- **Texto seleccionado**:
Es fascinante, en la misma medida en la que lo puede resultar un cáncer para un oncólogo, ver cómo crece una insidia en la red. Un gesto mínimo puede desencadenar el proceso, activar los engranajes que convierten a las redes sociales en la perfecta trituradora de almas. Esta vez bastó con que Pedro Sánchez se frotara las manos para que se agitara la marea. Nunca una metáfora había sido tan oportuna.
Le han llamado racista y clasista, y socialista farsante, porque hizo el gesto -frotarse las manos- después de saludar a dos simpatizantes negros. El gif está ahí para atestiguarlo.
Quién sabe cuántas otras manos había estrechado el candidato antes de ese frame maldito. De los cientos de razones que pudieron motivar aquel gesto, del sudor a la satisfacción, la famélica legión tuitstar se encargó de establecer como cierta la del racismo.
Hay días en que no hace falta un Gorrión Supremo para que la red organice un Paseo de la Vergüenza. La cercanía de las elecciones ayuda, claro, pero no explica. Nos hemos instalado en un moralismo enfermizo, inquisitorial, que cambia certezas por presunciones, y al que no es ajeno el propio Pedro Sánchez cuando dice que le incomoda ver a David de Gea en la portería de la Selección española.

- **Datos proporcionados**:
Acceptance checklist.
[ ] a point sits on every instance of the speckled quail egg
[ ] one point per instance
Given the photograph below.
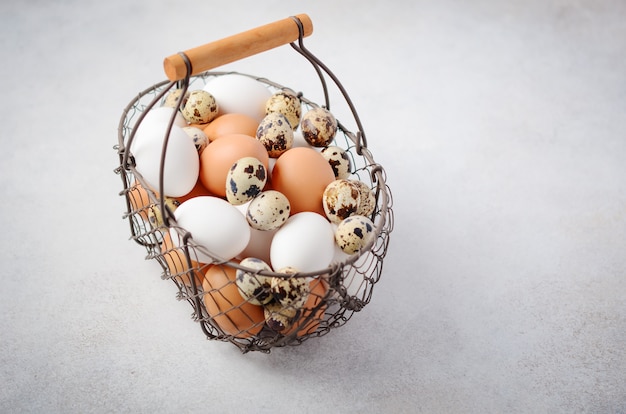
(280, 318)
(319, 127)
(340, 200)
(200, 107)
(200, 140)
(367, 199)
(154, 211)
(287, 103)
(268, 211)
(354, 233)
(172, 98)
(290, 291)
(254, 287)
(275, 134)
(338, 158)
(245, 180)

- **Tarea pendiente**: Prolonga el texto sobre la polémica en las redes por el gesto de Pedro Sánchez de frotarse las manos, empezando justo después de su última oración.

- **Respuesta propuesta**:
El lenguaje y metodología de Twitter, su rocosa superioridad moral, su falta de escrúpulos y el turbio asunto de la viralidad, es ya el lenguaje y metodología de muchos periodistas y políticos. No hablamos sólo de soltar un sintómatico “¡zasca!” para medir la calidad de unos argumentos sino de publicar sin más prevenciones la declaración incriminatoria de una testigo protegida que acusa a varios futbolistas de delitos aberrantes o de este titular que leo en Público: “Pedro Sánchez desata la polémica en Twitter por limpiarse las manos después de saludar a unos migrantes”.
La presidenta de la Comunidad de Madrid Cristina Cifuentes se ha sumado al coro con un tuit infamante. Esperemos que no sea el preludio de lo que nos espera en esta recta final de la campaña. Unas elecciones pueden servir para testar el nivel de nuestra conversación pública y en última instancia de nuestra convivencia. Sería terrible si concluyéramos que la marejada populista ha terminado por arrastrarnos a todos.